September 30| RMB | Rocky Mountain Books

Buy the Book: Amazon | Chapters/Indigo

The story of two seasoned and intrepid Canadian travellers, Lesley and Linda Choyce, who embark on a new adventure with their West Highland terrier, Kelty.

 

Lesley Choyce is a 70-year-old year-round North Atlantic surfer, the godfather of transcendental wood-splitting, and the award-winning author of over 100 books. His wife, Linda, a former high school principal who has fearlessly commandeered knives from teenage malcontents, usually guides her husband away from quixotic quests, but she is fully on board for this one. As for Kelty, the couple’s West Highland terrier, he’s always ready to give up on chewing shoes and chasing pheasants for something more exciting.

-----

▸ What you need to do
1. According to the book description, what job did Linda Choyce hold before?
2. Extend the book description about Lesley, Linda, and Kelty by a few sentences, picking up after its final sentence.

▸ Data
-----

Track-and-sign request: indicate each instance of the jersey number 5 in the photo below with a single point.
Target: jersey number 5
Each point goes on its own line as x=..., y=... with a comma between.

-----

▸ Replies
1. She was a high school principal.

2.
For years, Lesley has been fascinated and perplexed by the tumultuous history of England, the inexplicable customs of the English, and the many paradoxes of the people, but also their indomitable spirit. If he were to continue to grow intellectually and spiritually, he was certain that the answers to the meaning of life were to be found in England. As their itinerary expands, Lesley and Linda will cross borders into Wales and Scotland as well.

Join the Choyces as they hurtle around the U.K. in search of history (all kinds), good food (mostly Indian), quirky destinations (the smaller and weirder the better), and places for the dog to pee. All while waiting for the imminent arrival of new grandchildren back home in Canada. Ever wondered what a Nova Scotian surfer/wood-splitter/Renaissance man/Westie owner thinks of the U.K.? Now you can find out.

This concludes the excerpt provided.